==== Input material ====
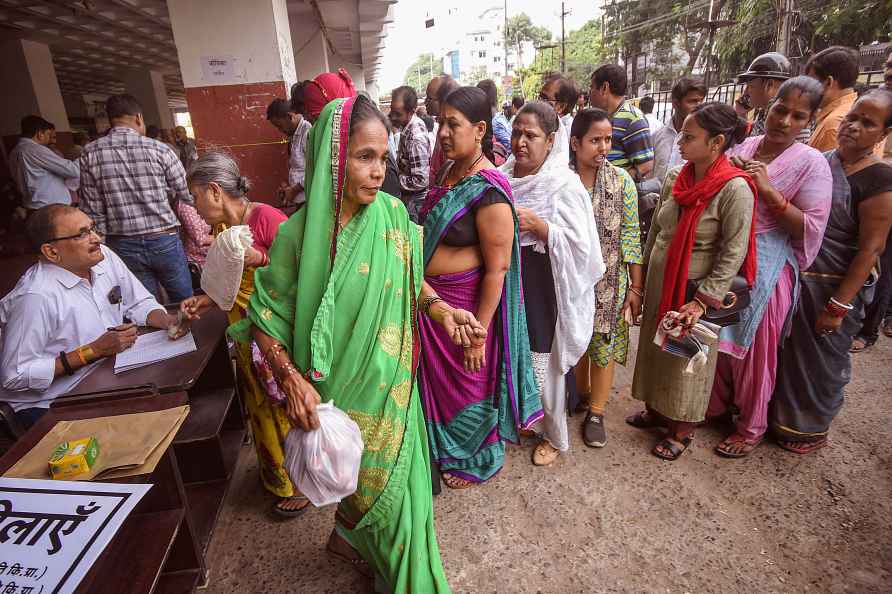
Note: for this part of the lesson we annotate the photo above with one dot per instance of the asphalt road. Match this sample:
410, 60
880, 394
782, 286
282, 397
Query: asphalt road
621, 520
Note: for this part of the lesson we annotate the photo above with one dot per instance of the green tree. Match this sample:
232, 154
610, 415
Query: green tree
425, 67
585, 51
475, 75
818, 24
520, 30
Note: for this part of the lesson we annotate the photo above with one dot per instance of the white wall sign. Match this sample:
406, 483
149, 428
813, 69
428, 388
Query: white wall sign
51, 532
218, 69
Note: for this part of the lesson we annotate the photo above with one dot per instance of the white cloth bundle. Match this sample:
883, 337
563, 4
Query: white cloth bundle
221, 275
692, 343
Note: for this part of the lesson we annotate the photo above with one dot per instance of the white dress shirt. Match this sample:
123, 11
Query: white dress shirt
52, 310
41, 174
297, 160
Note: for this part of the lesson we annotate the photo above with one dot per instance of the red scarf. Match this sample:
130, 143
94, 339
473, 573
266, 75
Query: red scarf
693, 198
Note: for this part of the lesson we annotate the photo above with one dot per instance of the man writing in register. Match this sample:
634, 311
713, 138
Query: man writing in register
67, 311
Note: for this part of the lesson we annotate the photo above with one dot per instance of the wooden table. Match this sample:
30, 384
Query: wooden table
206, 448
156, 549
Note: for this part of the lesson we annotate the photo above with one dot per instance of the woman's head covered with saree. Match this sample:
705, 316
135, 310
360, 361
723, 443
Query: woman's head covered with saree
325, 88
====
==== Input material ====
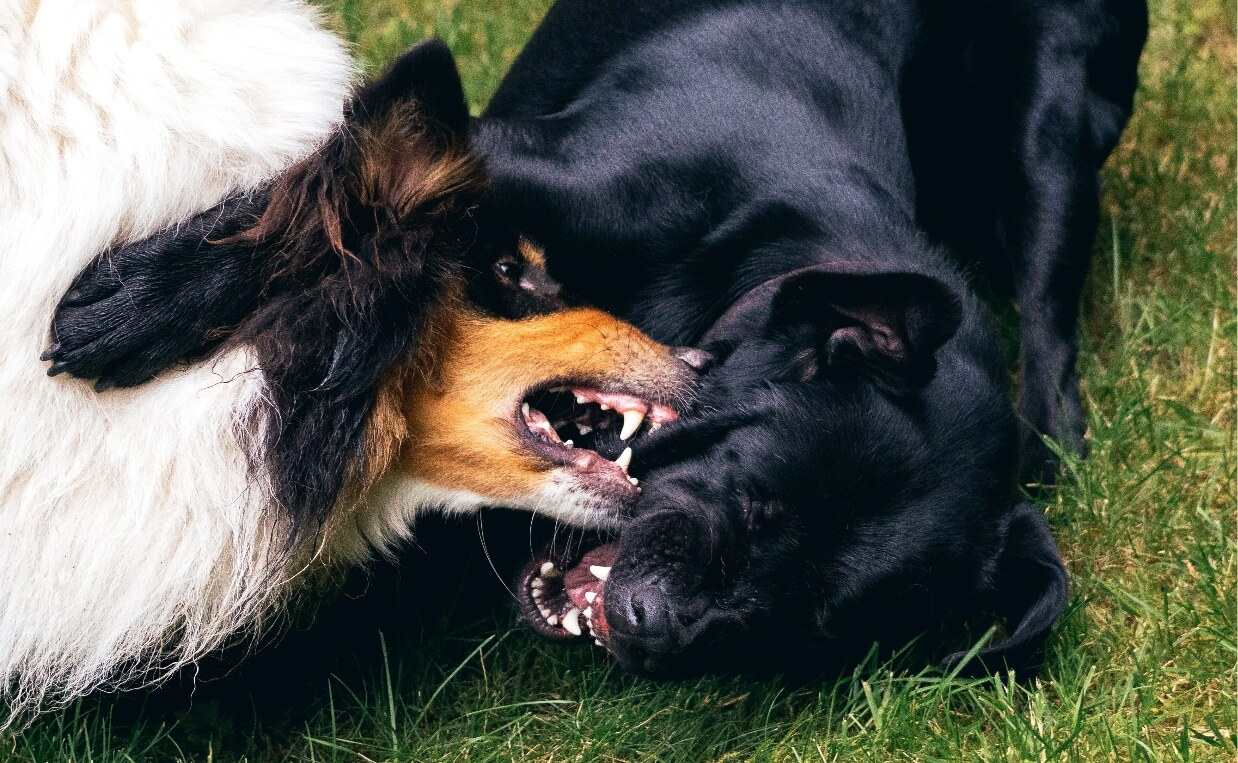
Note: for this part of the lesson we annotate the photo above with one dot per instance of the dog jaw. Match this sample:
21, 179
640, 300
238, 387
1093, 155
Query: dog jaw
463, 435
====
==== Input material ====
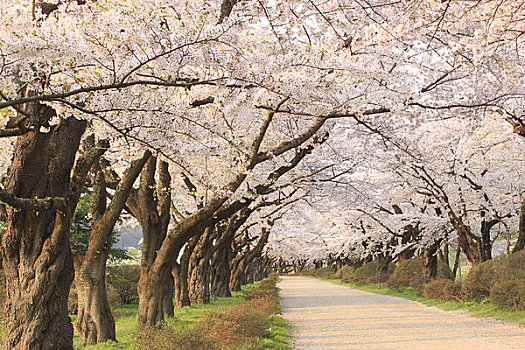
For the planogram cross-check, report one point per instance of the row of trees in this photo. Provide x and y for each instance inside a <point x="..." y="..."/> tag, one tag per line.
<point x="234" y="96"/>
====
■ Goal of the exercise: Looking at the records, how many lines include "part"? Respond with the number only.

■ Response to the task: 10